··· Extracted information

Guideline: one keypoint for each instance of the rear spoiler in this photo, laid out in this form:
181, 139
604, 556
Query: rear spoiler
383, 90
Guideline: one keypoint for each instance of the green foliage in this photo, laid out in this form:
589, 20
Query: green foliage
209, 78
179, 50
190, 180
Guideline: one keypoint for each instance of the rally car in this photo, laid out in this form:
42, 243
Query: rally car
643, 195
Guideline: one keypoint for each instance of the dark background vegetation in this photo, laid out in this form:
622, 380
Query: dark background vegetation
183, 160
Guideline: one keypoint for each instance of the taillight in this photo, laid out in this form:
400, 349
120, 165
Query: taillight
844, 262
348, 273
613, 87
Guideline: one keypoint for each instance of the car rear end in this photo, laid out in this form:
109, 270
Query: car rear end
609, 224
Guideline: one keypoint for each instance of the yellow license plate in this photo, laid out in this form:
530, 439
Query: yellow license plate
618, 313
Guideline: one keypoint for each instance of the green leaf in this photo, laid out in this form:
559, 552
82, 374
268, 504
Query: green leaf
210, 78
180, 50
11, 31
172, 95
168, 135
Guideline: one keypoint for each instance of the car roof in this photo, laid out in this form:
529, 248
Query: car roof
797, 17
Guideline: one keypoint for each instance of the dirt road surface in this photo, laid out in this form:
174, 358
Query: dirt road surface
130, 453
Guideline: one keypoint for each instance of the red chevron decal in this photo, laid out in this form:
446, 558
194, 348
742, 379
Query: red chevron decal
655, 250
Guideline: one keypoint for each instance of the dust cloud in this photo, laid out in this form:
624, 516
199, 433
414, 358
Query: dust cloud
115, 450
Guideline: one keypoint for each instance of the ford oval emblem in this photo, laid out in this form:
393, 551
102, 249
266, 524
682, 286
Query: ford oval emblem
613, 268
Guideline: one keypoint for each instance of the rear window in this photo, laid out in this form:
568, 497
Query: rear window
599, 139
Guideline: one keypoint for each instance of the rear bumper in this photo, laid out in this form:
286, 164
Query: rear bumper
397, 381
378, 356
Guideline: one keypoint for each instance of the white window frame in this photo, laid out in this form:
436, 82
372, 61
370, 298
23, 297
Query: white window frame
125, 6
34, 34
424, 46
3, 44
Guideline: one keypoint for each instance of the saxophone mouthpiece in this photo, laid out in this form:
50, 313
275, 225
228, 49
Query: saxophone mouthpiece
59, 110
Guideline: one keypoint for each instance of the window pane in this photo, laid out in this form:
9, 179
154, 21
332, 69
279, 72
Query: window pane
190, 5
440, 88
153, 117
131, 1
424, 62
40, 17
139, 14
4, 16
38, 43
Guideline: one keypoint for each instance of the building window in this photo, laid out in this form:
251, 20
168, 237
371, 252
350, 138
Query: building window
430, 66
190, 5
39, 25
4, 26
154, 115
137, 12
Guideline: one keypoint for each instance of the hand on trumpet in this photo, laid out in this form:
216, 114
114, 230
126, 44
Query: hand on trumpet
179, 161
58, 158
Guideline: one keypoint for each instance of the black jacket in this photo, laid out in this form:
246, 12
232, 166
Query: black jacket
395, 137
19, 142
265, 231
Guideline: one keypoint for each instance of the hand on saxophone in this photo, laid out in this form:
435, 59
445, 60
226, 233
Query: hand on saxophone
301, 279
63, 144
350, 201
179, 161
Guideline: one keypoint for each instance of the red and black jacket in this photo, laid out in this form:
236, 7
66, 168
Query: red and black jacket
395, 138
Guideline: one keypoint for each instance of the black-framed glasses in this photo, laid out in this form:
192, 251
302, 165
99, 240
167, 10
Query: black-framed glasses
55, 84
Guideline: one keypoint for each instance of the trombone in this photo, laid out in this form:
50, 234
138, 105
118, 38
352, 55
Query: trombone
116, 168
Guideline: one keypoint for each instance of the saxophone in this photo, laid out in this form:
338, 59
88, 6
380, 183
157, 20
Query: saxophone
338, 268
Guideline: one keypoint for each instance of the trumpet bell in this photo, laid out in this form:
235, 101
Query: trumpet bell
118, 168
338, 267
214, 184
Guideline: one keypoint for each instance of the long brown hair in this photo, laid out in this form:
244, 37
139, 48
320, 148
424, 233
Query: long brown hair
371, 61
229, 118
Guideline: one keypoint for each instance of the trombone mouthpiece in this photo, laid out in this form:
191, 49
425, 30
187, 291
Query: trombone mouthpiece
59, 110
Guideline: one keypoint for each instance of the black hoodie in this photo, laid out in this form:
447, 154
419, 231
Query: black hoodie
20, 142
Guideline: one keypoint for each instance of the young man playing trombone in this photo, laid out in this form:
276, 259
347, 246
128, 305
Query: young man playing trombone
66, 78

······

**About this task**. Retype all the data. Nothing may be left out or altered.

**Reply to the task**.
Guideline: one keypoint for each instance of the rear spoiler in this photo, laid out in this form:
181, 139
604, 556
Query: rear spoiler
383, 90
Guideline: one keypoint for each instance of the green foliage in this photo, laid out in this form:
589, 20
Query: green foliage
209, 78
179, 50
190, 180
Guideline: one keypoint for each instance of the rally car in this photo, laid out in this form:
42, 243
Query: rally car
643, 195
Guideline: one keypoint for each instance of the dark background vegetation in this photo, laid out in this form:
622, 380
Query: dark background vegetation
183, 160
Guideline: one keypoint for each instance of the taillight in this photo, laid out in this form:
400, 349
120, 165
Query: taillight
844, 262
348, 273
613, 87
Guideline: one keypoint for each instance of the car rear end in this photo, laid out in this form:
109, 270
Query: car rear end
609, 224
Guideline: one keypoint for each instance of the yellow license plate in this photo, laid out in this form:
530, 439
Query: yellow license plate
618, 313
Guideline: one keypoint for each instance of the green leaf in this photo, laid out in this form:
559, 552
82, 374
268, 504
Query: green leaf
210, 78
180, 50
11, 31
172, 95
168, 135
Guideline: one keypoint for each instance of the car roof in this photo, laid out in this form:
529, 248
Query: car roof
797, 17
Guideline: one keypoint for each instance of the dirt road surface in this photo, laid out in this form:
174, 358
Query: dirt road surface
130, 453
Guideline: one keypoint for each instance of the red chevron decal in this photo, laid out in this form:
446, 558
194, 348
742, 379
Query: red chevron decal
655, 250
Guideline: one keypoint for each instance of the dust cloud in this photo, laid out in this form:
624, 516
199, 433
414, 358
Query: dust cloud
115, 450
Guideline: one keypoint for each instance of the ford oval emblem in this photo, laid out in this form:
393, 551
102, 249
266, 524
682, 286
Query: ford oval emblem
613, 268
Guideline: one keypoint for each instance of the rear window in this photo, laid out in this form:
568, 497
Query: rear window
599, 139
Guideline: one keypoint for each instance of the rear bumper in this photo, laid out in this form:
286, 164
Query: rear bumper
397, 381
378, 356
Guideline: one keypoint for each instance of the white window frame in this photo, laid out in this form:
436, 82
372, 61
370, 298
23, 297
Query: white window frame
125, 6
34, 34
424, 46
3, 44
Guideline: one keypoint for each instance of the saxophone mouthpiece in this photo, laid out in this form:
50, 313
275, 225
228, 49
Query: saxophone mouthpiece
59, 110
Guideline: one keypoint for each instance of the window pane in this photo, laid out in this form:
9, 179
154, 21
332, 69
279, 72
Query: window pane
190, 5
440, 88
153, 117
131, 1
424, 62
40, 17
139, 14
4, 16
38, 43
Guideline: one keypoint for each instance of the building window in this photo, laid out in this form:
251, 20
168, 237
371, 252
350, 138
Query: building window
430, 66
190, 5
39, 25
4, 26
154, 115
137, 12
Guideline: one keypoint for each instance of the hand on trumpet in this photo, laid out in this form:
216, 114
114, 230
126, 44
Query: hand on trumpet
179, 161
58, 158
Guideline: one keypoint for each instance of the black jacket in this photo, laid out in this form:
246, 12
232, 166
Query: black jacket
395, 137
19, 142
265, 231
Guideline: one keypoint for each instance of the hand on saxophone in this photo, laid out in this form:
435, 59
445, 60
226, 233
Query: hand on saxophone
301, 279
63, 144
350, 201
179, 161
Guideline: one keypoint for each instance of the red and black jacket in this photo, laid out in this form:
236, 7
66, 168
Query: red and black jacket
395, 138
Guideline: one keypoint for each instance of the black-framed glasses in this photo, laid out in this form:
192, 251
302, 165
99, 240
167, 10
Query: black-framed glasses
55, 84
Guideline: one keypoint for each instance of the trombone in this photo, laid out in this form:
50, 234
138, 105
118, 38
352, 55
Query: trombone
116, 168
Guideline: one keypoint for each instance of the saxophone in this photo, laid out in this form:
338, 59
88, 6
380, 183
157, 20
Query: saxophone
338, 268
Guideline: one keypoint for each instance of the trumpet bell in this photo, laid out in this form:
235, 101
Query: trumpet bell
118, 168
338, 267
214, 184
Guideline: one keypoint for each instance of the long brown hair in this photo, laid out in this form:
244, 37
139, 48
320, 148
424, 233
Query: long brown hair
371, 61
229, 118
Guideline: one keypoint for each instance of the trombone mouthpiece in this photo, laid out in this form:
191, 49
425, 30
187, 291
Query: trombone mouthpiece
59, 110
Guideline: one keypoint for each instance of the black hoodie in this photo, laid out in this form:
447, 154
419, 231
Query: black hoodie
20, 142
Guideline: one keypoint for each instance of the young man playing trombone in this photo, laid out in this form:
276, 259
347, 246
128, 305
Query: young man playing trombone
66, 78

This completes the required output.